» **Request 1**: According to the Contravention-III excerpt, what was the total interest calculated as payable to all the employees on the deducted part of the salary?

2.3 Contravention-III

(i) It has been observed that AA, vide order dated 26.06.2020, had directed Mr. Goel “to pay the portion of salary deducted from the salary of the employees with applicable bank interest till the date of payment.” Mr. Goel’s response dated 05.09.2020, (regarding Form-A complaint filed against him), stated that the employees had been paid salaries without the interest. Further, he had submitted that the total interest payable to all the employees on the deducted part of the salary was calculated as Rs. 24,950/-. Mr. Goel had also submitted that the error was committed on part of the HR Team of the CD. However, Mr. Goel should have been more cognizant in complying with the Order of AA dated 26.06.2020.

(ii) Mr. Goel did not deny the finding in the reply of the DIR and agreed that the interest part was not paid to the employees at the first instance. In view of that, he has not complied with the AA order dated 26.06.2020 in letter and spirit. The said order of the AA is very clear and binding. It does not give any relaxation or concessions or discretion to IP to pay salary without interest, nor did it require the employees to claim interest. Mr. Goel has been negligent in performing his duties under the Code.

(iii) In view of above, it is alleged that Mr. Goel has been negligent in performing his duties under the Code and have thus violated the provisions of sections 208(2)(a) and (e) of the Code and regulation 7(2)(h) read with clause 14 of Code of Conduct under Schedule I of the IP Regulations.

2.3.1 Submission by Mr Goel

(i) With regard to the aforesaid contravention, Mr. Goel submitted that, he has duly complied with the order of AA dated 26.06.2020. Accordingly, Mr. Goel has credited the balance of salary to the account of employees on 29.06.2020 and the interest was disbursed on 14.09.2020 based on the mail received from HR on the reminder made by Mr. Goel to comply the order of AA. That it is imperative to mention that a copy of the impugned order was received by the Mr. Goel on 28.06.2020 and the same was intimated to all the relevant parties. In accordance with the order the KMP’s of the CD dropped a mail on 29.06.2020 detailing about the difference of salary to be paid as per the direction of the said order. The same was approved by Mr. Goel and accordingly all the difference of salary for the month of April was paid by Mr. Goel through RTGS dated 29.06.2020.

(ii) Mr. Goel had dropped a mail to the HR team of the CD dated 04.09.2020 asking to comply with the interest part the order of AA. In response to same, a reply was received from the side of HR team dated 07.09.2020 wherein interest from 22nd May to 28th June was charged by the team of the CD at the rate of 9% per annum. The same was verified by the office of liquidator and accordingly RTGS for such interest was paid by him on 22.09.2020. Total interest payable to all the employees on the deducted part of the salary was calculated as Rs. 24,950/-. The interest part is a matter of delay and not a non­compliance of Order of AA as timelines are not mentioned in the said order. All the payments are first approved by the Working Committee appointed by the RP/liquidator and then the payment is finally approved by the liquidator. Once the same was approved by the working committee, Mr. Goel credited the interest part to the bank account of CD. Non-payment of interest of Rs. 24,950/- cannot the intention of Mr. Goel as the amount is too small to justify any other intent. The calculation of interest was delayed by the HR department of the CD and the interest was paid as and when the interest was calculated and shared with Mr. Goel.

» **Request 2**: Render the records as a JSON list of strings, one string per line and blank lines omitted, beginning with their first line and going on through the line with "[531,0,842,149]", both included.

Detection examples
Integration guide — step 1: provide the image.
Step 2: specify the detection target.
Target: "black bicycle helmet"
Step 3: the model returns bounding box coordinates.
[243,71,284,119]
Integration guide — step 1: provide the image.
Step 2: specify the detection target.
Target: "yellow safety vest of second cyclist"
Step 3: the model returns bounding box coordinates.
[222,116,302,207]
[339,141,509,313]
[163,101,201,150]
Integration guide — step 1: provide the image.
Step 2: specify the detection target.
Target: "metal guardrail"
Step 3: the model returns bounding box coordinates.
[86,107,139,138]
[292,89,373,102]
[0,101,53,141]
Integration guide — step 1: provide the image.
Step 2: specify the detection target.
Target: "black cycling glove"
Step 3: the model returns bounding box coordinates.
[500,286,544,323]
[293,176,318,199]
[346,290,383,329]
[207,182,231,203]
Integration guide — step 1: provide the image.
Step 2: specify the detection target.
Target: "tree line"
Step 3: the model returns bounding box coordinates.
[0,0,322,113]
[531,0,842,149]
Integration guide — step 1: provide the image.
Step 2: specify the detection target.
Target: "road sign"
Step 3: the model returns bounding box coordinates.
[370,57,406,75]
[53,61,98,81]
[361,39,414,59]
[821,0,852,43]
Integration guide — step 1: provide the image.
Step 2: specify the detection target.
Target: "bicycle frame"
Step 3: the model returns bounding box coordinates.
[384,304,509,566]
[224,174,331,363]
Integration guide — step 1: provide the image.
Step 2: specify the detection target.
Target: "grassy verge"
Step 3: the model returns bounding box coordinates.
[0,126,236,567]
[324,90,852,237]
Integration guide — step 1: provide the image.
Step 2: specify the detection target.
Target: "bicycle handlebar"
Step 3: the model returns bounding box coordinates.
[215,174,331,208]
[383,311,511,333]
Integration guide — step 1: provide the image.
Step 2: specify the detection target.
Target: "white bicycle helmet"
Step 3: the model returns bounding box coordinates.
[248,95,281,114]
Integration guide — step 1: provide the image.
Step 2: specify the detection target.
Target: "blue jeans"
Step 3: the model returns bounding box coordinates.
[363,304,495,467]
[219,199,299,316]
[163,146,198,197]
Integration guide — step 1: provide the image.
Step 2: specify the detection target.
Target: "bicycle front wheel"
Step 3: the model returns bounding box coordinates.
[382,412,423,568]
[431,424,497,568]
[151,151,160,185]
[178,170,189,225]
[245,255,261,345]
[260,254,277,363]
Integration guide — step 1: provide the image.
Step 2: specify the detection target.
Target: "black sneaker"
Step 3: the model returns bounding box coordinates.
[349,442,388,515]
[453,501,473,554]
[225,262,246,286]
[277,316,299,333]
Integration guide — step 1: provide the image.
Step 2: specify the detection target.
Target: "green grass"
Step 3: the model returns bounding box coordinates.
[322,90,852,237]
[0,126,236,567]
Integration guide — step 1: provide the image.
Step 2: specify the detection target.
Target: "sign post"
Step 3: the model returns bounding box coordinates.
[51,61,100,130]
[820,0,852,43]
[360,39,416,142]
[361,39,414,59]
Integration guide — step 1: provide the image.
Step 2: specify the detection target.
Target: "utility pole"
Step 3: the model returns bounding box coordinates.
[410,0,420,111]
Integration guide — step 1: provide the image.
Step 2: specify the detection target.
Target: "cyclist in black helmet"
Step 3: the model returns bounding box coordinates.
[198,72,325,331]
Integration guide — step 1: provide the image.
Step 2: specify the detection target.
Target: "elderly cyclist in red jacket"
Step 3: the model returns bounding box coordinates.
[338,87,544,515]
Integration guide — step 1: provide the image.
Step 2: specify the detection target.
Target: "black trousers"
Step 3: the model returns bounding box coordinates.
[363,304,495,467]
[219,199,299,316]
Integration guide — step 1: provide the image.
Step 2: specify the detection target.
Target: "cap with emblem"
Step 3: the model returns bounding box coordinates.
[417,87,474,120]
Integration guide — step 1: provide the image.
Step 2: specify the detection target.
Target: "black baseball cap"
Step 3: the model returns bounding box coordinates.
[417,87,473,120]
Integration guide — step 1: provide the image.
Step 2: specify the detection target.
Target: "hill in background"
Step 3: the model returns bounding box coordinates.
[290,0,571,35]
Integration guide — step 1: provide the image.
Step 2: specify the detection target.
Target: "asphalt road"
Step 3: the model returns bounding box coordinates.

» **Task solution 1**: Rs. 24,950/-

» **Task solution 2**:
[
  "Integration guide — step 1: provide the image.",
  "Step 2: specify the detection target.",
  "Target: \"black bicycle helmet\"",
  "Step 3: the model returns bounding box coordinates.",
  "[243,71,284,119]",
  "Integration guide — step 1: provide the image.",
  "Step 2: specify the detection target.",
  "Target: \"yellow safety vest of second cyclist\"",
  "Step 3: the model returns bounding box coordinates.",
  "[222,116,302,207]",
  "[339,141,509,313]",
  "[163,101,201,150]",
  "Integration guide — step 1: provide the image.",
  "Step 2: specify the detection target.",
  "Target: \"metal guardrail\"",
  "Step 3: the model returns bounding box coordinates.",
  "[86,107,139,138]",
  "[292,89,373,102]",
  "[0,101,53,141]",
  "Integration guide — step 1: provide the image.",
  "Step 2: specify the detection target.",
  "Target: \"black cycling glove\"",
  "Step 3: the model returns bounding box coordinates.",
  "[500,286,544,323]",
  "[293,176,318,199]",
  "[346,290,383,329]",
  "[207,182,231,203]",
  "Integration guide — step 1: provide the image.",
  "Step 2: specify the detection target.",
  "Target: \"tree line\"",
  "Step 3: the model returns bounding box coordinates.",
  "[0,0,322,113]",
  "[531,0,842,149]"
]